# [Rows]
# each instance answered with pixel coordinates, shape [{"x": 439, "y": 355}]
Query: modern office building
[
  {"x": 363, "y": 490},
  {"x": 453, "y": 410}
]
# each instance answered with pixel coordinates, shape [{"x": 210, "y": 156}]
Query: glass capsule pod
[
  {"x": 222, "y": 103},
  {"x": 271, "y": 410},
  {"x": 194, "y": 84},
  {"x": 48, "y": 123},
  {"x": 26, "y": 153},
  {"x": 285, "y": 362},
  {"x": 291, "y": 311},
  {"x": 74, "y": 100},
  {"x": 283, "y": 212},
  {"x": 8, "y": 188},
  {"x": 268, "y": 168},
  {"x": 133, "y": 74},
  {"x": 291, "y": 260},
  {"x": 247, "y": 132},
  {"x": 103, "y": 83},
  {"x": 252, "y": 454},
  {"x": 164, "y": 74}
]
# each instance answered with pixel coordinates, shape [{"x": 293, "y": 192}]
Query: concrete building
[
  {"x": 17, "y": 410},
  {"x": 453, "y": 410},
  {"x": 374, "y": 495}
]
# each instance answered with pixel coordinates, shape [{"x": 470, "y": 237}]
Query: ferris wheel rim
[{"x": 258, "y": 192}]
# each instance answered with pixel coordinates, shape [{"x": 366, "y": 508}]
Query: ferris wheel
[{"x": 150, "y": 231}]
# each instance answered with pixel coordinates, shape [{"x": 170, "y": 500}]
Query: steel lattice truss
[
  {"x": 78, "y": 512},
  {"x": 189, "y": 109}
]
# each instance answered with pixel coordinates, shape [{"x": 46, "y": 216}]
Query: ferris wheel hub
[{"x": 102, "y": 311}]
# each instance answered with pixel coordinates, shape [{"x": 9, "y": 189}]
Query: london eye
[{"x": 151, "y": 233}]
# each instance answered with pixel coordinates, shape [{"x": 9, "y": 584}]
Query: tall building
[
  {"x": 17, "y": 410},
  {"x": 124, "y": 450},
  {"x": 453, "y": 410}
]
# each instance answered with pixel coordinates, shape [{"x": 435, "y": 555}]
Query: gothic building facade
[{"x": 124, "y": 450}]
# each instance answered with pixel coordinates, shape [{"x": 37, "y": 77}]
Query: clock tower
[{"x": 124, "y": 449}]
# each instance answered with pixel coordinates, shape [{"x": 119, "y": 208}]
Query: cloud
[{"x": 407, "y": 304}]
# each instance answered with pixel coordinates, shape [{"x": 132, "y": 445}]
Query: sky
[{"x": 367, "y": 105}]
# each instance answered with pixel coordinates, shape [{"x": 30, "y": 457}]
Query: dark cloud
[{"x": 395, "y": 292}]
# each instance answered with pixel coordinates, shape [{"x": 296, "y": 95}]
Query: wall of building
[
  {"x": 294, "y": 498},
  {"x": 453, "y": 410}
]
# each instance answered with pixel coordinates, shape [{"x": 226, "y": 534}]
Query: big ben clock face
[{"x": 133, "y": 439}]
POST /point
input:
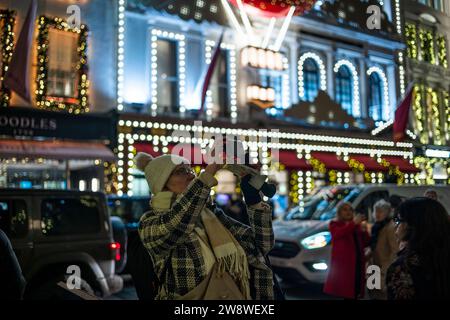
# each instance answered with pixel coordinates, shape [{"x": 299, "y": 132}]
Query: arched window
[
  {"x": 344, "y": 88},
  {"x": 311, "y": 74},
  {"x": 375, "y": 97}
]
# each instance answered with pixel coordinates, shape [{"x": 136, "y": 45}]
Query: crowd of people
[{"x": 409, "y": 242}]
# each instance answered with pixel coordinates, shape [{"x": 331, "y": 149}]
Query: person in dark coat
[
  {"x": 140, "y": 266},
  {"x": 12, "y": 282},
  {"x": 347, "y": 268},
  {"x": 421, "y": 270}
]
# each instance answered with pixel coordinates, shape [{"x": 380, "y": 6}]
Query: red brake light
[{"x": 115, "y": 246}]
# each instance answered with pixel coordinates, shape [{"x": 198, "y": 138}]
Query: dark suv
[{"x": 51, "y": 230}]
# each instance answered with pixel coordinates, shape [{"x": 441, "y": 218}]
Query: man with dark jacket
[{"x": 11, "y": 278}]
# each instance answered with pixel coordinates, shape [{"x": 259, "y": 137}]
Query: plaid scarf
[{"x": 222, "y": 245}]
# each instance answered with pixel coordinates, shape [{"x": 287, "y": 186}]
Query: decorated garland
[
  {"x": 80, "y": 105},
  {"x": 294, "y": 190},
  {"x": 7, "y": 18},
  {"x": 394, "y": 170},
  {"x": 442, "y": 51}
]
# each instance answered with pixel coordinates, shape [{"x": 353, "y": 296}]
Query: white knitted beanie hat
[{"x": 158, "y": 170}]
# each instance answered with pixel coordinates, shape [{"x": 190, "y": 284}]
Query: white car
[{"x": 302, "y": 241}]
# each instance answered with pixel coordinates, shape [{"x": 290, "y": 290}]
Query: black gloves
[{"x": 251, "y": 195}]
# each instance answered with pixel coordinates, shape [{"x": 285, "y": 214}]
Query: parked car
[
  {"x": 126, "y": 211},
  {"x": 129, "y": 209},
  {"x": 302, "y": 241},
  {"x": 51, "y": 230}
]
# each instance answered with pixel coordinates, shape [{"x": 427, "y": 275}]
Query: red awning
[
  {"x": 147, "y": 148},
  {"x": 192, "y": 152},
  {"x": 58, "y": 150},
  {"x": 290, "y": 161},
  {"x": 370, "y": 164},
  {"x": 331, "y": 161},
  {"x": 402, "y": 164}
]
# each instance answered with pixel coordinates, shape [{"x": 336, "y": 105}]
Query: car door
[{"x": 16, "y": 222}]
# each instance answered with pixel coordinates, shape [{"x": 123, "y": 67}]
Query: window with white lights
[
  {"x": 220, "y": 88},
  {"x": 273, "y": 80},
  {"x": 63, "y": 60},
  {"x": 375, "y": 97},
  {"x": 311, "y": 78},
  {"x": 344, "y": 88},
  {"x": 168, "y": 79}
]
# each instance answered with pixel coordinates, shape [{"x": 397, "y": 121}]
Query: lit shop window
[
  {"x": 344, "y": 88},
  {"x": 427, "y": 46},
  {"x": 62, "y": 73},
  {"x": 311, "y": 77},
  {"x": 220, "y": 89},
  {"x": 62, "y": 64},
  {"x": 435, "y": 4},
  {"x": 442, "y": 51},
  {"x": 411, "y": 40},
  {"x": 375, "y": 97},
  {"x": 168, "y": 80},
  {"x": 434, "y": 123},
  {"x": 6, "y": 48}
]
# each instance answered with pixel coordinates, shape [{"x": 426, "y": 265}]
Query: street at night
[{"x": 272, "y": 151}]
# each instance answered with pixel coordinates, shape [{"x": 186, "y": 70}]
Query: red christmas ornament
[{"x": 275, "y": 8}]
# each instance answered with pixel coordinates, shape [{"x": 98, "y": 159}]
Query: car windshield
[
  {"x": 322, "y": 206},
  {"x": 129, "y": 209}
]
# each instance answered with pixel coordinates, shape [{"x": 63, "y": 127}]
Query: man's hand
[{"x": 212, "y": 168}]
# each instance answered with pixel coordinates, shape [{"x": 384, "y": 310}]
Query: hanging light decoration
[{"x": 274, "y": 8}]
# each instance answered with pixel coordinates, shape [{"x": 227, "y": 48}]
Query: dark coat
[{"x": 341, "y": 280}]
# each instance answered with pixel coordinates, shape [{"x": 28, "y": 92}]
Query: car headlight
[{"x": 318, "y": 240}]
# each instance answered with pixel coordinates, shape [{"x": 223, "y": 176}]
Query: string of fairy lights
[
  {"x": 80, "y": 105},
  {"x": 7, "y": 20},
  {"x": 158, "y": 134}
]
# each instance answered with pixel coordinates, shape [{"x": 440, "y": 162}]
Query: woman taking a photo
[
  {"x": 198, "y": 252},
  {"x": 422, "y": 268}
]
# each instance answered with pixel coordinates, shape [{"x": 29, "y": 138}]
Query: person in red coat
[{"x": 348, "y": 240}]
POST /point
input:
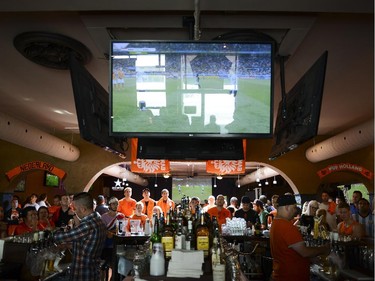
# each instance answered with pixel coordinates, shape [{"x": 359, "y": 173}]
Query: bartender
[{"x": 88, "y": 236}]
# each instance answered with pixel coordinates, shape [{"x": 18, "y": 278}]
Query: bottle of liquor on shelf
[
  {"x": 168, "y": 237},
  {"x": 155, "y": 236},
  {"x": 190, "y": 239},
  {"x": 217, "y": 260},
  {"x": 179, "y": 239},
  {"x": 203, "y": 236},
  {"x": 257, "y": 228},
  {"x": 147, "y": 229},
  {"x": 215, "y": 249}
]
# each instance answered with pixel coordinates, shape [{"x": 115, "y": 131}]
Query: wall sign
[
  {"x": 35, "y": 165},
  {"x": 345, "y": 167}
]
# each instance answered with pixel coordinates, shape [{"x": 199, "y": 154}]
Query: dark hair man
[
  {"x": 287, "y": 245},
  {"x": 88, "y": 236}
]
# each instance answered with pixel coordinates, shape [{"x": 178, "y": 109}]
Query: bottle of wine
[
  {"x": 168, "y": 237},
  {"x": 257, "y": 228},
  {"x": 155, "y": 236},
  {"x": 215, "y": 249},
  {"x": 189, "y": 240},
  {"x": 179, "y": 239},
  {"x": 203, "y": 236}
]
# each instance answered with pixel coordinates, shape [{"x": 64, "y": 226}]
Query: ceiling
[{"x": 43, "y": 96}]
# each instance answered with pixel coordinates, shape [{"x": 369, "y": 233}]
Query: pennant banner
[
  {"x": 345, "y": 167},
  {"x": 35, "y": 165},
  {"x": 225, "y": 167},
  {"x": 228, "y": 167},
  {"x": 147, "y": 166}
]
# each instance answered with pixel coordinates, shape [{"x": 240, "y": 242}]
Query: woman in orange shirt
[
  {"x": 44, "y": 221},
  {"x": 348, "y": 226}
]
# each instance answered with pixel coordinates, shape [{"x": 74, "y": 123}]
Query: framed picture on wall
[
  {"x": 20, "y": 187},
  {"x": 51, "y": 180}
]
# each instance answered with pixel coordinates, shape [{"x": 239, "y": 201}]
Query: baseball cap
[
  {"x": 245, "y": 199},
  {"x": 285, "y": 200},
  {"x": 258, "y": 203}
]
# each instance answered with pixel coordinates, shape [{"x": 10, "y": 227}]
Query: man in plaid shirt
[{"x": 88, "y": 237}]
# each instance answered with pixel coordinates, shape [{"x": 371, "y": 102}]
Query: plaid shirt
[{"x": 88, "y": 240}]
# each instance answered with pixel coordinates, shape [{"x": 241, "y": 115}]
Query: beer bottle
[
  {"x": 179, "y": 239},
  {"x": 190, "y": 241},
  {"x": 155, "y": 236},
  {"x": 168, "y": 237},
  {"x": 203, "y": 236}
]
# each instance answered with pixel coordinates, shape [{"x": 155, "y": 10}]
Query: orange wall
[{"x": 302, "y": 173}]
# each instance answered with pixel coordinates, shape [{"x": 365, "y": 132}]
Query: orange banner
[
  {"x": 225, "y": 167},
  {"x": 147, "y": 166},
  {"x": 345, "y": 167},
  {"x": 35, "y": 165}
]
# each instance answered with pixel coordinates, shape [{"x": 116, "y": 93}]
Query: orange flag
[
  {"x": 146, "y": 166},
  {"x": 227, "y": 167}
]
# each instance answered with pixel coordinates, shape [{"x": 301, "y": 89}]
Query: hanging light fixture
[{"x": 274, "y": 180}]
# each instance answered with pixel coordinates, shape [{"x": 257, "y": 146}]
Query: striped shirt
[
  {"x": 88, "y": 240},
  {"x": 367, "y": 222}
]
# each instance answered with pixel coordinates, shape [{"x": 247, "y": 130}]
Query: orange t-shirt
[
  {"x": 165, "y": 205},
  {"x": 287, "y": 263},
  {"x": 221, "y": 216},
  {"x": 126, "y": 207},
  {"x": 142, "y": 218},
  {"x": 347, "y": 230},
  {"x": 150, "y": 206}
]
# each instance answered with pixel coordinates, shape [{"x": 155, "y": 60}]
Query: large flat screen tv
[
  {"x": 92, "y": 106},
  {"x": 191, "y": 89},
  {"x": 298, "y": 116}
]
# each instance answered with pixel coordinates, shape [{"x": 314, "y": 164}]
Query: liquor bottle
[
  {"x": 168, "y": 237},
  {"x": 155, "y": 236},
  {"x": 157, "y": 261},
  {"x": 179, "y": 239},
  {"x": 189, "y": 240},
  {"x": 215, "y": 249},
  {"x": 203, "y": 236},
  {"x": 257, "y": 228},
  {"x": 147, "y": 229}
]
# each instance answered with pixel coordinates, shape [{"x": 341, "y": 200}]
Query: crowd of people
[{"x": 94, "y": 221}]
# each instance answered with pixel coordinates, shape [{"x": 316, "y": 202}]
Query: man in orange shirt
[
  {"x": 291, "y": 257},
  {"x": 165, "y": 203},
  {"x": 126, "y": 205},
  {"x": 148, "y": 203},
  {"x": 219, "y": 211},
  {"x": 138, "y": 215}
]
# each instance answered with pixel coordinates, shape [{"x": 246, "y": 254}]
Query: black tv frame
[
  {"x": 92, "y": 108},
  {"x": 298, "y": 116}
]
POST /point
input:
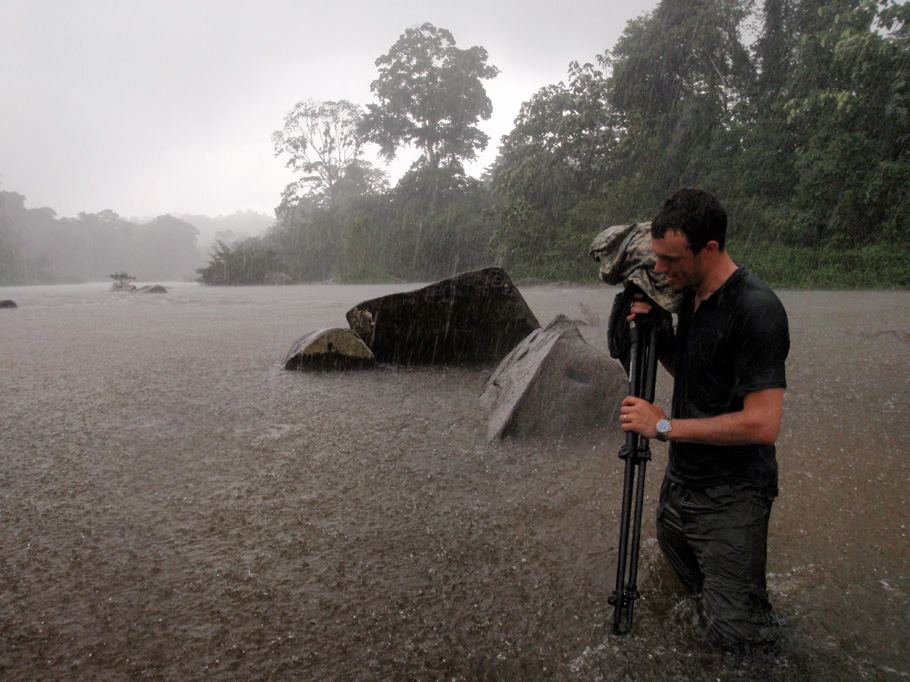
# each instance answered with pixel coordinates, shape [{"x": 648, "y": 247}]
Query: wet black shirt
[{"x": 735, "y": 343}]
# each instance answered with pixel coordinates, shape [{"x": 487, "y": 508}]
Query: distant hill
[{"x": 228, "y": 228}]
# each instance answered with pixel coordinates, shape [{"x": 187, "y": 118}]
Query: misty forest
[{"x": 794, "y": 112}]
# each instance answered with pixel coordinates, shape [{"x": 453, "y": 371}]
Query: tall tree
[
  {"x": 430, "y": 94},
  {"x": 321, "y": 143}
]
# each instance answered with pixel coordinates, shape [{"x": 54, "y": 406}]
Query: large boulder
[
  {"x": 474, "y": 317},
  {"x": 554, "y": 384},
  {"x": 334, "y": 348}
]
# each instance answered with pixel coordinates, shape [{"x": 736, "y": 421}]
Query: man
[{"x": 727, "y": 361}]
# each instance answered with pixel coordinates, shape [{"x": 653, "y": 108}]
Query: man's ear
[{"x": 713, "y": 246}]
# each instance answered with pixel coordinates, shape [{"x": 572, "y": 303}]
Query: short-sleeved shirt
[{"x": 734, "y": 344}]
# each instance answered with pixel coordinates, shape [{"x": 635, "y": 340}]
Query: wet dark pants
[{"x": 716, "y": 539}]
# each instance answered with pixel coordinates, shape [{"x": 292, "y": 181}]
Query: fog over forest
[{"x": 793, "y": 112}]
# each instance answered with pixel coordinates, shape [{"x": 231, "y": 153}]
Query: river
[{"x": 174, "y": 505}]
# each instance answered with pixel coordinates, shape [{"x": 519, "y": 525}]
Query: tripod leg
[{"x": 642, "y": 455}]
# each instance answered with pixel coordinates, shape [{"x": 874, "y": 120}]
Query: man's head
[{"x": 688, "y": 235}]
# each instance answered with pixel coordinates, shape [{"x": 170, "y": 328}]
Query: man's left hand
[{"x": 640, "y": 416}]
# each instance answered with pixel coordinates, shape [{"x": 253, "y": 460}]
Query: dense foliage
[
  {"x": 796, "y": 113},
  {"x": 803, "y": 133}
]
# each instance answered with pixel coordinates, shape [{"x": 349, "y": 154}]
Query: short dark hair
[{"x": 695, "y": 213}]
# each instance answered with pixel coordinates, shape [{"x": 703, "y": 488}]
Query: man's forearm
[{"x": 735, "y": 428}]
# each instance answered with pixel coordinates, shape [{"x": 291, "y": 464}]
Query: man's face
[{"x": 676, "y": 260}]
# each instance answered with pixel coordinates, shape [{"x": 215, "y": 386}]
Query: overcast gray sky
[{"x": 167, "y": 106}]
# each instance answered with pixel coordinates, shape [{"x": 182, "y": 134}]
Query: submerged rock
[
  {"x": 554, "y": 383},
  {"x": 334, "y": 348},
  {"x": 277, "y": 278},
  {"x": 474, "y": 317}
]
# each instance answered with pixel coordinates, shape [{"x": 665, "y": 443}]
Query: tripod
[{"x": 635, "y": 452}]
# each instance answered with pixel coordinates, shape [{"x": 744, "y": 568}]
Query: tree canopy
[{"x": 430, "y": 94}]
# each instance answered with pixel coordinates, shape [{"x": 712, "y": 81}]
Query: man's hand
[
  {"x": 638, "y": 308},
  {"x": 640, "y": 416}
]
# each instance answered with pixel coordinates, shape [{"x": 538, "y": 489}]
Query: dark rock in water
[
  {"x": 554, "y": 383},
  {"x": 277, "y": 278},
  {"x": 474, "y": 317},
  {"x": 329, "y": 349}
]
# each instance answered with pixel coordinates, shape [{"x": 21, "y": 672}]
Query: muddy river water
[{"x": 174, "y": 505}]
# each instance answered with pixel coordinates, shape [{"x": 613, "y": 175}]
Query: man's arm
[{"x": 758, "y": 423}]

# [Task requirements]
Return every line of the material above that contains the word "clock". Copy each one unchanged.

# [Written solution]
Query: clock tower
Query: big ben clock face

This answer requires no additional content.